Exercise task: Reproduce every line of the entries below verbatim, but leave out the pictures.
— start of Records provided —
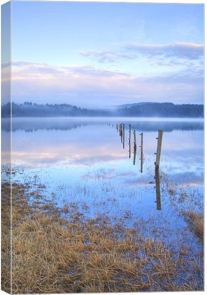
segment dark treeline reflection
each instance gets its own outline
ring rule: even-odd
[[[1,119],[1,130],[9,132],[7,120],[9,118]],[[114,119],[94,120],[83,118],[68,119],[64,118],[15,118],[12,119],[12,131],[24,130],[25,132],[33,132],[39,130],[69,130],[70,129],[81,128],[88,125],[106,125],[110,123],[109,128],[112,124],[116,126],[116,124],[120,124],[120,120],[125,123],[125,128],[129,128],[131,124],[132,129],[136,129],[140,131],[156,131],[163,130],[165,132],[170,132],[174,130],[203,130],[204,123],[203,121],[130,121],[130,119],[123,120],[120,118],[117,121]],[[116,129],[116,127],[114,127]]]

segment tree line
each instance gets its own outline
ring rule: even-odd
[[[12,103],[13,117],[129,117],[203,118],[203,104],[146,103],[129,105],[114,110],[89,110],[67,104],[38,104]],[[11,104],[1,105],[1,117],[10,116]]]

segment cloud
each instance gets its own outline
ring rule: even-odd
[[[8,83],[9,70],[2,74]],[[139,101],[199,103],[203,100],[203,73],[192,68],[168,75],[135,76],[91,66],[53,66],[12,62],[14,101],[67,103],[87,108]]]
[[[150,58],[159,57],[162,58],[157,60],[160,65],[169,65],[171,63],[175,65],[180,63],[180,59],[197,60],[204,56],[204,45],[192,43],[150,44],[132,42],[118,46],[117,51],[90,49],[81,51],[80,53],[99,62],[115,63],[120,59],[134,59],[140,55]],[[166,59],[169,58],[171,59],[170,61]],[[174,60],[172,59],[173,58]]]
[[[80,51],[83,56],[89,57],[92,59],[97,60],[99,62],[115,63],[118,59],[134,59],[137,55],[121,52],[113,52],[109,51],[100,51],[90,49],[86,51]]]
[[[192,43],[176,42],[168,44],[150,44],[132,43],[124,46],[132,51],[150,57],[162,56],[187,59],[198,59],[204,56],[204,45]]]

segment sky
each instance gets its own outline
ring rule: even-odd
[[[203,9],[12,1],[13,101],[89,108],[203,103]]]

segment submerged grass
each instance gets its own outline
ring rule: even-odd
[[[1,193],[1,286],[10,293],[8,183]],[[12,208],[13,294],[203,290],[202,254],[189,257],[185,245],[175,251],[108,217],[86,220],[29,185],[13,183]]]
[[[190,225],[190,228],[193,231],[202,243],[204,243],[204,218],[202,213],[195,212],[189,210],[184,211],[186,220]]]

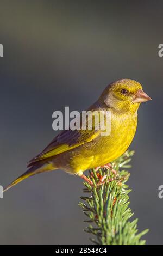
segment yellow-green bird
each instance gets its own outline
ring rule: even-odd
[[[104,166],[127,150],[136,132],[140,104],[151,100],[134,80],[121,79],[111,83],[87,109],[110,112],[110,133],[102,136],[102,130],[96,130],[95,126],[92,130],[87,126],[86,130],[61,132],[28,163],[29,169],[4,191],[30,176],[57,169],[78,175],[92,185],[83,172]]]

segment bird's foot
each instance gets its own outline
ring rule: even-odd
[[[91,186],[91,187],[93,187],[93,184],[92,181],[90,179],[89,179],[86,176],[85,176],[84,174],[82,174],[82,175],[80,175],[80,176],[82,179],[83,179],[83,180],[84,180],[85,181],[86,181],[87,183],[89,183]]]

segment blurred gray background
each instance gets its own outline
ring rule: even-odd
— end of Records provided —
Response to this exercise:
segment dark treeline reflection
each instance gets its own outline
ring rule: even-odd
[[[1,119],[1,130],[9,132],[7,120],[9,118]],[[114,119],[94,120],[83,118],[68,119],[64,118],[15,118],[12,119],[12,131],[24,130],[25,132],[33,132],[39,130],[69,130],[70,129],[81,128],[88,125],[106,125],[110,123],[109,128],[112,124],[116,126],[116,124],[120,124],[120,120],[125,123],[125,128],[129,128],[131,124],[132,129],[136,129],[140,131],[156,131],[163,130],[165,132],[170,132],[174,130],[203,130],[204,123],[203,121],[130,121],[130,119],[123,120],[120,118],[117,121]],[[116,129],[116,127],[114,127]]]

segment tree line
each instance gets its own outline
ring rule: even-odd
[[[12,103],[13,117],[129,117],[203,118],[203,104],[146,103],[129,105],[114,110],[89,110],[67,104],[38,104]],[[11,104],[1,105],[1,117],[10,116]]]

segment cloud
each instance gets its own outline
ring rule: even-odd
[[[8,83],[9,70],[2,74]],[[139,101],[199,103],[203,100],[203,73],[192,68],[168,75],[135,76],[91,66],[53,66],[12,62],[14,101],[67,103],[87,108]]]
[[[150,58],[159,57],[162,58],[157,60],[160,65],[169,65],[171,63],[175,65],[180,63],[180,59],[197,60],[204,56],[204,45],[192,43],[150,44],[132,42],[118,46],[117,51],[90,49],[81,51],[80,53],[99,62],[115,63],[120,59],[134,59],[140,55]],[[166,59],[169,58],[171,59],[170,61]],[[174,60],[172,59],[173,58]]]
[[[80,51],[83,56],[89,57],[92,59],[97,60],[99,62],[115,63],[118,59],[134,59],[137,55],[121,52],[113,52],[109,51],[100,51],[90,49],[86,51]]]
[[[192,43],[176,42],[168,44],[150,44],[132,43],[124,46],[132,51],[150,57],[162,56],[187,59],[198,59],[204,56],[204,45]]]

segment sky
each instance gets its own outline
ring rule: even-odd
[[[203,9],[12,1],[13,101],[89,108],[203,103]]]

segment submerged grass
each instance gets its own outline
ring rule: even-odd
[[[1,193],[1,286],[10,293],[8,183]],[[12,208],[13,294],[203,290],[202,254],[189,257],[185,245],[175,251],[108,217],[86,220],[29,185],[13,183]]]
[[[190,225],[190,228],[193,231],[202,243],[204,243],[204,218],[202,213],[195,212],[189,210],[184,211],[186,220]]]

segment yellow-green bird
each instance gets its own outline
ring rule: even-odd
[[[104,166],[127,150],[136,132],[140,104],[151,100],[134,80],[121,79],[111,83],[87,109],[110,112],[110,133],[102,136],[102,130],[96,130],[95,126],[92,130],[87,126],[86,130],[61,132],[28,163],[29,169],[4,191],[30,176],[57,169],[78,175],[92,185],[83,172]]]

segment bird's foot
each instance gets its own outline
ring rule: even-odd
[[[91,186],[91,187],[93,187],[93,184],[92,181],[90,179],[89,179],[86,176],[85,176],[84,174],[82,174],[82,175],[80,175],[80,176],[82,179],[83,179],[83,180],[84,180],[85,181],[86,181],[87,183],[89,183]]]

segment blurred gray background
each instance gets its own outline
ring rule: even-odd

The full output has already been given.